**Exercise 1**. According to the display output settings, how many strings can the transform key be set to?

**Quoted passage**.
################

The mode=<mode> assignment sets the output mode string. The mode parameter is handled differently depending on the backend. The DRM backend accepts different modes:
Mode
Description
WIDTHxHEIGHT
Resolution size width and height in pixels.
preferred
Uses the preferred mode.
current
Uses the current CRT controller mode.
off
Disables the output.
Optionally, you can specify a modeline, for example:
173.00 1920 2048 2248 2576 1080 1083 1088 1120 -hsync +vsync
A modeline consists of the refresh rate in Hz, the horizontal and vertical resolution, and options for horizontal and vertical synchronization. The cvt(1) program provides a suitable modeline string.
The transform=<transformation> assignment applies the transformation to the screen output string. The transform key must be one of the following 8 strings:
Transform string
Description
normal
Normal output.
90
90 degrees clockwise.
180
Upside down.

################

Object position labeling entries:
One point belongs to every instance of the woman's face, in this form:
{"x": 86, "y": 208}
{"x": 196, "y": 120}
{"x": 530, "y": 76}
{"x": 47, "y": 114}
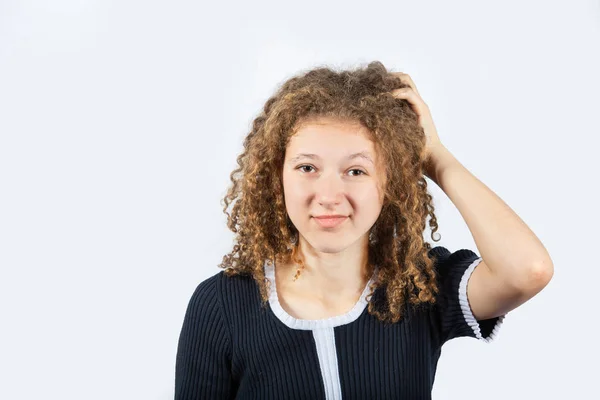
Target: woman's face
{"x": 331, "y": 168}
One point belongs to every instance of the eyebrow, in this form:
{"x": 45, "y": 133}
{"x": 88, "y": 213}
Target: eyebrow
{"x": 360, "y": 154}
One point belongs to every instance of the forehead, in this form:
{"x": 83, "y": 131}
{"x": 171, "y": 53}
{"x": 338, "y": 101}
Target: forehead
{"x": 330, "y": 136}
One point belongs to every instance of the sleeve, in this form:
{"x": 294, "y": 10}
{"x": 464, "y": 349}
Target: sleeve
{"x": 452, "y": 312}
{"x": 203, "y": 362}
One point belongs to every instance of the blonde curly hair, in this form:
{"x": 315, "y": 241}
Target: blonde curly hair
{"x": 263, "y": 230}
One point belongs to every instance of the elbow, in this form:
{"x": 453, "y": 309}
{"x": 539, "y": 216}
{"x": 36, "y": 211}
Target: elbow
{"x": 539, "y": 275}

################

**Exercise 2**. Update the listing, starting at the line that contains "One point belongs to every instance of the elbow, in" and ending at the end of the listing. Replace "elbow" with "knee" and change nothing else.

**Exercise answer 1**. 8

**Exercise answer 2**.
One point belongs to every instance of the knee, in this form:
{"x": 453, "y": 309}
{"x": 539, "y": 216}
{"x": 36, "y": 211}
Target: knee
{"x": 539, "y": 275}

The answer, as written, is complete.